§ **Given text**:
● ● ● ● ●

I have to share a quick story at this point.  I had just come home my mission in England in December 2000.  I had not been home very long when I visited Utah again with my friend Dustin McClellan.  I was given some gifts and homemade soap to drop off at Grandpa and Grandma’s in Plain City.  Dustin and I stopped and we were visiting when Grandma left the room announcing she would cut up some fudge and bring it out.  Grandma came into the room and I turned down the fudge (I try to avoid sweets).  Grandpa took a piece and Dustin took a healthy portion.  Dustin put most of it in his mouth and when Grandpa took a bite he exclaimed that the fudge was soap.  Grandma had cut up the soap we brought as a gift thinking it was fudge!  The look on Dustin’s face was clearly a man who had taken a mouth of fudge and was completely disgusted and deceived but did not want to let anyone know lest he offend my Grandma.  Grandpa had to take the soap from Grandma who was about to eat a piece despite the warning.  Dustin who was nearly foaming at the mouth from the soap excused himself to wash out his mouth.  We still laugh about this episode now, 10 years on.

Another episode occurred in 2001, probably around September.  I was driving through with a friend, Kevin Orton, for business and I convinced him to pay a stop on my Grandparents.  It was a fairly routine visit and Grandpa invited Kevin and me to go out back to visit his large garden.  Grandma walked with us and after a while we all retired to the back porch to sit a while.  Grandma went in to the house after offering us all a drink.  Grandpa went after her because she was so forgetful (to the point that he was concerned about her safety when cooking).  She opened the door, walked in, and Grandpa caught the screen door as it was closing.  Grandma turned and exclaimed, “Don’t touch my damn door!”  Grandpa jumped back, let the door close, and Grandma closed the door behind.  Right before she closed the door all the way though, she spoke softly, “I love you honey.”  She then closed the door and we heard it lock!  Kevin and I laughed and laughed about the whole scene.  Even years later he will randomly reference this experience.

Here is a great picture of Grandma at her 60th wedding anniversary.  She looked great but her memory was pretty much gone and I think she was lost half the time she was there.

2002

Jennie Britzman, Grandma’s first cousin, came to visit and this picture was snapped.  Grandpa was Grandma’s full-time caretaker by this point (Grandpa and Grandma were both about 82) and they rarely strayed far from home.

Jennie Britzman and Gladys, 2003

I believe this is the last photograph I have taken of Grandma before she passed away.  Grandpa looks younger and Grandma looks happy.

● ● ● ● ●

Dataset entries
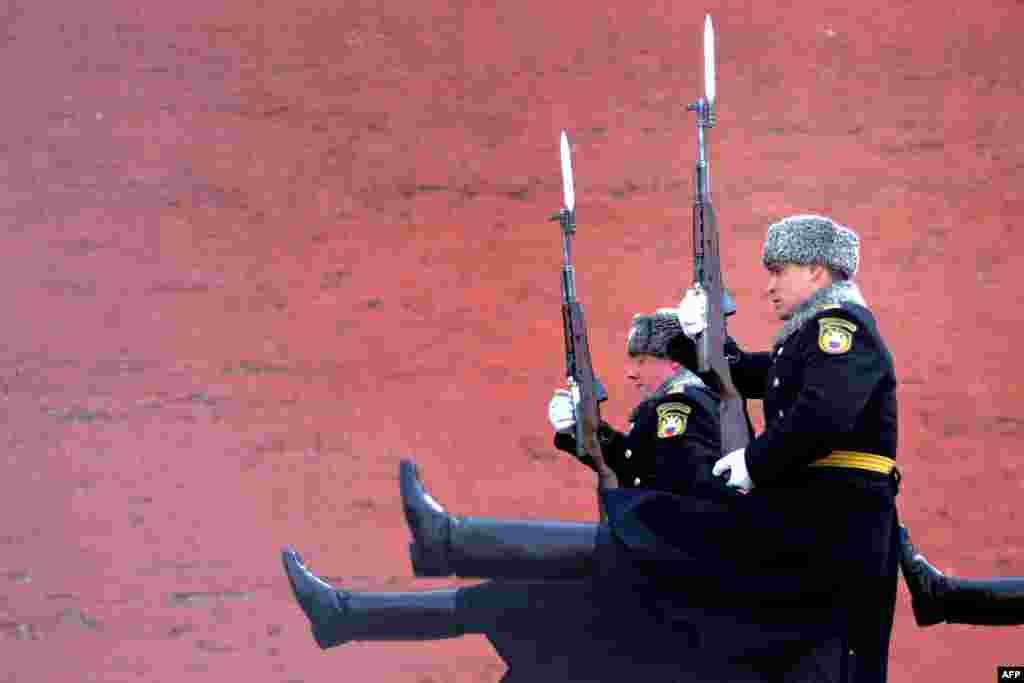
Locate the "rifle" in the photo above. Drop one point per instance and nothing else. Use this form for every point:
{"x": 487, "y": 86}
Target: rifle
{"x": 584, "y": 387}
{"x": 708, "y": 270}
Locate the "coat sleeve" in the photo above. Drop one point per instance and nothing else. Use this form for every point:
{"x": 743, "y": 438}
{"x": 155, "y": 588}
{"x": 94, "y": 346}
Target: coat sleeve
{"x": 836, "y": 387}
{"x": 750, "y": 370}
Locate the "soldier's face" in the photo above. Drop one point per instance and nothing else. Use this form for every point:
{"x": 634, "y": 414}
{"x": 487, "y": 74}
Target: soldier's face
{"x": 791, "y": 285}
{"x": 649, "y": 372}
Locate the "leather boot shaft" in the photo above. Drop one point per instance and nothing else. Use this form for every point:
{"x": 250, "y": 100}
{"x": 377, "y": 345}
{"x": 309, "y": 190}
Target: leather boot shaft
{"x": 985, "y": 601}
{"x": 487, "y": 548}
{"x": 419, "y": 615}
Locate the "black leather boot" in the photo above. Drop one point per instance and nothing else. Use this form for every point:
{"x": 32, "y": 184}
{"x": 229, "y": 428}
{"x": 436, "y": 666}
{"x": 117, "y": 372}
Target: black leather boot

● ● ● ● ●

§ **What this exercise asks**:
1 - From the account of the grandparents, extract the passage from "Jennie Britzman, Grandma’s" up to and including "Grandma looks happy.".
2 - In the account of the grandparents, what did Grandma cut up believing it was fudge?

§ **Your responses**:
1 -
Jennie Britzman, Grandma’s first cousin, came to visit and this picture was snapped.  Grandpa was Grandma’s full-time caretaker by this point (Grandpa and Grandma were both about 82) and they rarely strayed far from home.

Jennie Britzman and Gladys, 2003

I believe this is the last photograph I have taken of Grandma before she passed away.  Grandpa looks younger and Grandma looks happy.

2 - The homemade soap that had been brought as a gift.